Entries from a point annotation set
[start]
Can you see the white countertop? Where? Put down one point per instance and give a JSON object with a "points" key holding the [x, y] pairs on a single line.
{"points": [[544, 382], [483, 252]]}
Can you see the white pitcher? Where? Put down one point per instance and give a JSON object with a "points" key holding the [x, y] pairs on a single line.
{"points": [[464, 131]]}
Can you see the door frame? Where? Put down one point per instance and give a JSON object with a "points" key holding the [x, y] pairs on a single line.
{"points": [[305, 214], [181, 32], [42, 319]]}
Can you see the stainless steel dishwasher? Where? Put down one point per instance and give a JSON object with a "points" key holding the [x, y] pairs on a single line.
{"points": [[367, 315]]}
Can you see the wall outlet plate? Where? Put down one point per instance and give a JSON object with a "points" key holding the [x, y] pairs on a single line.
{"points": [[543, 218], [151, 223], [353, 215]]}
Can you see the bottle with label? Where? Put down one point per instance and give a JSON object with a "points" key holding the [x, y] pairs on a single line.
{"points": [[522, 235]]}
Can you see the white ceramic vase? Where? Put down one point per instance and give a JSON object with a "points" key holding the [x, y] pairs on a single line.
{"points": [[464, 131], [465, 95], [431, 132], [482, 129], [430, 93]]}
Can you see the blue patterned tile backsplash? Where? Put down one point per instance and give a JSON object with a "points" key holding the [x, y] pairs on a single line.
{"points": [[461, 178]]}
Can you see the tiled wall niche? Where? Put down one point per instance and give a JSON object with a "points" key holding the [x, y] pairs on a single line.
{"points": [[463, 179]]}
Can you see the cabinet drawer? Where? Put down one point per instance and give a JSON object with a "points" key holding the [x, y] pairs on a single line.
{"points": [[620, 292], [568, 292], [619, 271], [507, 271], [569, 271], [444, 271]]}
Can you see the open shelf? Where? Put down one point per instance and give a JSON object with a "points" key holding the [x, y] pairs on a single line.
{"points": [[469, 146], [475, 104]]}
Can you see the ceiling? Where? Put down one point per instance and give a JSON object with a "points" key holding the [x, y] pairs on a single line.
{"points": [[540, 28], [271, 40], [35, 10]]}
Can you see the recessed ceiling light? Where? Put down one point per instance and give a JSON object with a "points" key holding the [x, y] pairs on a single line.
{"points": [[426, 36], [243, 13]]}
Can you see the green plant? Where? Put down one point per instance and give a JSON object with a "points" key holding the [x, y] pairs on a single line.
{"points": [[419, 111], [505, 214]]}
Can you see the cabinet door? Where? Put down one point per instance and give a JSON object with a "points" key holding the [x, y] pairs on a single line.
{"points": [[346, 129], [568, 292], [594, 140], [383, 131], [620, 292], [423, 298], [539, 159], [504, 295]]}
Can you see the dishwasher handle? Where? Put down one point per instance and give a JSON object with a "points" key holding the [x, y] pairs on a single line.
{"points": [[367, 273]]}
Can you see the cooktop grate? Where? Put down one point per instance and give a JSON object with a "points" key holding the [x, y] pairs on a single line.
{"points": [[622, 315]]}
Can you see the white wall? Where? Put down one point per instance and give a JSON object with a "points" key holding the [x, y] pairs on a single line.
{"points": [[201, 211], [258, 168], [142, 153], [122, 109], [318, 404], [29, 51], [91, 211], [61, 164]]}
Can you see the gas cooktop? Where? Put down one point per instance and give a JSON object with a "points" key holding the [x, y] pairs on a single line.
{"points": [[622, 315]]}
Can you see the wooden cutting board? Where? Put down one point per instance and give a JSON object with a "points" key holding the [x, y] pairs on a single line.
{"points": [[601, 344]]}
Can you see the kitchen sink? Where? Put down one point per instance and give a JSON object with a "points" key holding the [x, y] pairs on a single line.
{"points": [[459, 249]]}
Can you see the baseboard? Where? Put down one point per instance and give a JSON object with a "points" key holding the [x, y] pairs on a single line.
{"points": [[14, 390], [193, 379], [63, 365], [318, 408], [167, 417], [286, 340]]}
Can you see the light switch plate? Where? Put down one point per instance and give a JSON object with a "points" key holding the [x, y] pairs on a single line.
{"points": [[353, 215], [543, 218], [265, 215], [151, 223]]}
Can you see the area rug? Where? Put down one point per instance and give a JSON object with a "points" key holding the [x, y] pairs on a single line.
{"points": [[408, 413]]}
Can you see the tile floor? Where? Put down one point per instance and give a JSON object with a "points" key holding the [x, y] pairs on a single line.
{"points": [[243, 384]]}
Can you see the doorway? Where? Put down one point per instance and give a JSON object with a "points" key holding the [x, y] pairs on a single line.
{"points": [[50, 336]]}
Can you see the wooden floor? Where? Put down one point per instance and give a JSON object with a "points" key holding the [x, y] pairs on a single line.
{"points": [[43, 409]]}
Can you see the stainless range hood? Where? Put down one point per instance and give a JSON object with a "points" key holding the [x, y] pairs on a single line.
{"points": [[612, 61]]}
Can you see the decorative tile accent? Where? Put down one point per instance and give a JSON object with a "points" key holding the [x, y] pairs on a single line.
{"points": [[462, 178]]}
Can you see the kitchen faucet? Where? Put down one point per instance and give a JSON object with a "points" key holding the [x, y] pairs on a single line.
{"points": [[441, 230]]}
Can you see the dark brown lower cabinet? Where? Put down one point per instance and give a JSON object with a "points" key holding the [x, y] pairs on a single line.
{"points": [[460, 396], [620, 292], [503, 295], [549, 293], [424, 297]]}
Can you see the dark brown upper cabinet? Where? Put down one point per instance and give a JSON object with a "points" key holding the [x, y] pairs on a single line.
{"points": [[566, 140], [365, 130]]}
[end]
Problem to work on | Can you copy these lines back word for word, with nothing changed?

Reply to the task |
Can you see the white countertop? Where? Put down one point per instance and give a JSON object with a "points" key holding the [x, y] pairs on a single line.
{"points": [[544, 382], [483, 252]]}
Can you see the white pitcher? Where? Put down one point per instance and give a JSON object with a "points" key holding the [x, y] pairs on a single line.
{"points": [[464, 131]]}
Can you see the door frame? Where? Put down one point per instance and give a JSON object with a "points" key holding the [x, y] pairs on a single line.
{"points": [[305, 214], [181, 32], [42, 319]]}
Can you see the stainless steel dishwasher? Where? Put down one point per instance and give a JSON object with a "points" key holding the [x, y] pairs on a single line.
{"points": [[367, 315]]}
Can you see the wall outlet plate? Where? Put down one point per instance and give a JSON object with a "points" key holding the [x, y] pairs on a single line.
{"points": [[543, 218], [151, 223], [353, 215]]}
Can you see the bottle with label? Where? Put down one point per instance and give a JSON object with a "points" key holding the [x, y] pairs on a single line.
{"points": [[522, 235]]}
Can you see the white ceramic vase? Where? Put down one point per instance and give a JSON object with a "points" key holding the [x, y] pairs on a single line.
{"points": [[464, 131], [465, 95], [431, 132], [482, 129], [430, 93]]}
Can you see the blue patterned tile backsplash? Where? Put down one point per instance and give a JSON object with a "points" key holding the [x, y] pairs on a single line.
{"points": [[461, 178]]}
Can you see the tiled wall niche? Where? Put down one point per instance and give a JSON object with a "points" key holding the [x, y] pairs on a single line.
{"points": [[463, 179]]}
Can you see the cabinet drawer? Where? Put down one point per instance and give a JSON object with a "points" key holding the [x, y] pairs on a single line.
{"points": [[620, 292], [568, 292], [619, 271], [507, 271], [569, 271], [444, 271]]}
Can you see the open shelf? Where? Put down one point per instance and give a JSON object with a "points" key holding the [x, y] pairs on a single line.
{"points": [[469, 146], [475, 104]]}
Can you see the ceiling? Where? Put down one point per instance and give a JSON object with a "points" key holding the [x, y] pairs on a single line.
{"points": [[540, 28], [271, 40], [35, 10]]}
Can you see the recessed ceiling light? Where? Put down one point per instance and give a JSON object with a "points" key holding the [x, y] pairs on a single line.
{"points": [[426, 36], [243, 13]]}
Can you see the green plant? Where? Put down one point per instance and give a JSON object with a "points" key holding the [x, y] pairs on a single line.
{"points": [[419, 111], [505, 214]]}
Can you see the cabinet door? Where? Put down one point per instance and give a JSON object with a "points" key holding the [x, y] pairs on a single line.
{"points": [[346, 129], [568, 292], [594, 140], [383, 131], [620, 292], [423, 298], [539, 159], [504, 295]]}
Can you see the dishwasher handle? Where? Put down one point per instance and give a JSON object with a "points" key holding the [x, y] pairs on a single line.
{"points": [[367, 273]]}
Can you see the cooktop grate? Where? Put down one point per instance and give a JSON object with a "points" key holding the [x, y] pairs on a single line.
{"points": [[622, 315]]}
Can you see the white wall? Where? Put down one point per instance and give a JSON object with a "points" key holding the [x, y] pairs on a single line.
{"points": [[201, 211], [258, 168], [142, 153], [122, 109], [318, 404], [29, 51], [91, 211], [61, 164]]}
Can you see the gas cooktop? Where? Put down one point per instance and give a JSON object with a "points" key holding the [x, y] pairs on a single line.
{"points": [[622, 315]]}
Can you see the wooden cutting board? Where? Put down one point per instance and give a JSON object with a "points" key holding the [x, y] pairs on a single line.
{"points": [[601, 344]]}
Can you see the kitchen sink? Where? Put down one point per instance and give a JSON object with a "points" key holding the [x, y] pairs on a single line.
{"points": [[459, 249]]}
Can you see the baseboard? Where? Put down one point per instance and give a JSON object with a "points" key holding the [x, y] pairs on a single line.
{"points": [[14, 390], [193, 379], [63, 365], [318, 408], [167, 417], [286, 340]]}
Can you see the light switch plate? Where? Put down one point per instance and give a JSON object with a "points" key holding the [x, y] pairs on a single line.
{"points": [[353, 215], [543, 218], [265, 215], [151, 223]]}
Can you see the area rug? Where? Put down one point per instance and give a JSON object with a "points" key holding the [x, y] pairs on a single line.
{"points": [[408, 413]]}
Can you see the tile floor? Where? Put down one point per instance and give a JSON object with a "points" key holding the [x, y] pairs on a single line.
{"points": [[243, 384]]}
Can you see the doorway? Where? Put down one point per instance and give a JSON object with a "points" key holding the [x, y] pairs on a single line.
{"points": [[50, 336]]}
Can you see the wooden floor? Where? Put down one point per instance and give a JSON object with a "points" key holding the [x, y] pairs on a single line.
{"points": [[43, 409]]}
Can you see the stainless range hood? Where? Put down one point per instance and give a JSON object with a "points" key holding the [x, y] pairs on a single line.
{"points": [[612, 61]]}
Can you see the decorative tile accent? Where? Put down one point per instance and give a JSON object with a "points" key holding the [x, y] pairs on a single line.
{"points": [[462, 178]]}
Can you see the kitchen faucet? Where? Put down one point per instance and give a JSON object with a "points" key holding the [x, y] pairs on a single line.
{"points": [[441, 230]]}
Can you see the dark brown lower cabinet? Where? Put down one point per instance and give a JSON object with a "points" key holding the [x, y] pairs on a single line.
{"points": [[460, 396], [620, 292], [503, 295], [549, 293], [424, 297]]}
Can you see the dark brown upper cabinet? Where? Put down one point per instance and give a JSON object with a "points" key holding the [x, y] pairs on a single line.
{"points": [[566, 140], [365, 130]]}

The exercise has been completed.